Member of the U.S. House of Representatives from Illinois's 17th district
- In office March 4, 1887 – March 3, 1895
- Preceded by: John R. Eden
- Succeeded by: James A. Connolly

Personal details
- Born: March 27, 1842 Cleveland, Ohio, U.S.
- Died: October 30, 1912 (aged 70) Hillsboro, Illinois, U.S.
- Resting place: Oak Grave Cemetery
- Party: Democratic

= Edward Lane (Illinois politician) =

American politician

Edward Lane (March 27, 1842 – October 30, 1912) was an American teacher, lawyer, judge, and Democratic politician who served four terms in the United States House of Representatives from Illinois from 1887 to 1895.

== Biography ==
Born in Cleveland, Ohio, on March 27, 1842, he moved to Illinois in May 1858 with his parents, who settled in Hillsboro, Montgomery County. Lane attended local schools and graduated from Hillsboro Academy before becoming a schoolteacher for several years.

=== Early career ===
Lane then studied law and was admitted to the Illinois bar in February 1865, after which he began his legal practice in Hillsboro and served as the city attorney for three years. Local voters elected him judge of the Montgomery County Court in November 1869, a position he held until 1873.

-- EXERCISE INSTRUCTIONS --
1. In the Edward Lane biography, when was Lane admitted to the Illinois bar?
2. Print the part of the Edward Lane biography starting at "Personal details" and ending at "for several years.", word for word.
3. Carry on the Edward Lane biography from its last sentence.
The records have no connection to the Edward Lane biography.

-- DATASET CONTENT --

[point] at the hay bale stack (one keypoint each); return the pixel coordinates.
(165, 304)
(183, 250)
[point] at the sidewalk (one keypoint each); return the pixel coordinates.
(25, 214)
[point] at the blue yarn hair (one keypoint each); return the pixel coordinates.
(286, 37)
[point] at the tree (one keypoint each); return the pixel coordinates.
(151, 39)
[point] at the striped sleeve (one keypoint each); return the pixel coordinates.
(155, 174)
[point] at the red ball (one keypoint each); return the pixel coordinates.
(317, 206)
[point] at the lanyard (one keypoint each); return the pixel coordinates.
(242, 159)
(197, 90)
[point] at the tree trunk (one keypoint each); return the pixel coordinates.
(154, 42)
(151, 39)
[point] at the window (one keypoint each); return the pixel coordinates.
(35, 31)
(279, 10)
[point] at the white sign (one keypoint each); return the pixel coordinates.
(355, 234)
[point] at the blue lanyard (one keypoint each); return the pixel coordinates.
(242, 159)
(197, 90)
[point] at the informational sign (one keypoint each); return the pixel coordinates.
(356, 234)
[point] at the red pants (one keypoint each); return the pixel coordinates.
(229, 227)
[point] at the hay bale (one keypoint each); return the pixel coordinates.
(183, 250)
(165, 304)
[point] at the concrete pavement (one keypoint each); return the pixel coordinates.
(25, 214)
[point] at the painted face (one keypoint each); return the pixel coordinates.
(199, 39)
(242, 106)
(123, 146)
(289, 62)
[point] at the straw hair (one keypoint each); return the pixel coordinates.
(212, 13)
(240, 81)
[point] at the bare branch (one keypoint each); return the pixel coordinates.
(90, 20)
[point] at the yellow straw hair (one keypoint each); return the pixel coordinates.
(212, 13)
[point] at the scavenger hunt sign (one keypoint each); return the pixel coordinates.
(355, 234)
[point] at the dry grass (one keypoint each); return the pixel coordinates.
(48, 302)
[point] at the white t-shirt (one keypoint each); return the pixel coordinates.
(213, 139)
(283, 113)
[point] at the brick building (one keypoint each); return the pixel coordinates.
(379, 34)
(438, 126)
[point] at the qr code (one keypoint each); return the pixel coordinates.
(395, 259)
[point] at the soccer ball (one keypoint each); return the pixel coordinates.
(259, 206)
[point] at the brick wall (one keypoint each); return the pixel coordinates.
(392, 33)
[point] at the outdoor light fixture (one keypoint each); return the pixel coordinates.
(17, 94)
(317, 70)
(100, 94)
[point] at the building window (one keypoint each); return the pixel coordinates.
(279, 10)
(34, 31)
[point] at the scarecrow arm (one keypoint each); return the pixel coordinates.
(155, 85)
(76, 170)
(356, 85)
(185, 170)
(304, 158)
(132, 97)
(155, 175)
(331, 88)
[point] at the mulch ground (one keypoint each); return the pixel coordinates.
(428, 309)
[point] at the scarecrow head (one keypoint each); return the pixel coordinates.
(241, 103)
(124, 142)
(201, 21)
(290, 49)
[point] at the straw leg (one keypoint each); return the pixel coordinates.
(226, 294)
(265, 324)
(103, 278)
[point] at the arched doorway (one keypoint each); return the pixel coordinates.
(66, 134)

-- ANSWERS BY ITEM --
1. February 1865

2.
Personal details
- Born: March 27, 1842 Cleveland, Ohio, U.S.
- Died: October 30, 1912 (aged 70) Hillsboro, Illinois, U.S.
- Resting place: Oak Grave Cemetery
- Party: Democratic

= Edward Lane (Illinois politician) =

American politician

Edward Lane (March 27, 1842 – October 30, 1912) was an American teacher, lawyer, judge, and Democratic politician who served four terms in the United States House of Representatives from Illinois from 1887 to 1895.

== Biography ==
Born in Cleveland, Ohio, on March 27, 1842, he moved to Illinois in May 1858 with his parents, who settled in Hillsboro, Montgomery County. Lane attended local schools and graduated from Hillsboro Academy before becoming a schoolteacher for several years.

3.
=== Congress ===
Lane was elected as a Democrat to the Fiftieth and to the three succeeding Congresses (March 4, 1887 – March 3, 1895). He served as chairman of the Committee on Militia (Fifty-second Congress). He lost his campaign for reelection in 1894 to the Fifty-fourth Congress to Republican James A. Connolly.

=== Later career ===
Lane resumed his legal practice in Hillsboro.

=== Death and burial ===
Lane died at his home in Hillsboro on October 30, 1912, and was interred in Oak Grove Cemetery.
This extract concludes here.